What is being asked:
Copy out all of the data below word for word, but leave the pictures out of your answer.

━━━━━ Data extract ━━━━━

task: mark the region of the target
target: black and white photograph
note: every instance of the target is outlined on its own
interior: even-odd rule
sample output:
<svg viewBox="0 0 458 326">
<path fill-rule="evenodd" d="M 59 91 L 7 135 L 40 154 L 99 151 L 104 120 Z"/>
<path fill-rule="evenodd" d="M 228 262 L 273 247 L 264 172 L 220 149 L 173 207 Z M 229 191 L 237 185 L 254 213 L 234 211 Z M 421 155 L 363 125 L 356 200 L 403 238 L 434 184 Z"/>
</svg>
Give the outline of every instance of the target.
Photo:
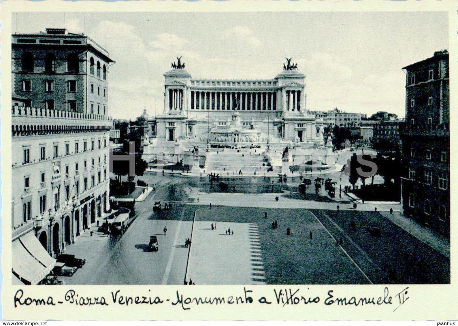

━━━━━

Output below:
task: mark the region of the target
target: black and white photograph
note: every instance of the target is outlined on its own
interior: even-odd rule
sample output:
<svg viewBox="0 0 458 326">
<path fill-rule="evenodd" d="M 59 91 L 7 135 L 40 154 L 99 151 L 104 120 Z"/>
<path fill-rule="evenodd" d="M 228 262 L 273 247 L 264 172 L 220 149 L 173 207 Z M 229 191 L 237 185 L 254 213 L 234 211 Z M 421 155 L 363 125 L 356 200 L 403 238 L 434 184 Z"/>
</svg>
Give the outline of every instance of the target.
Photo:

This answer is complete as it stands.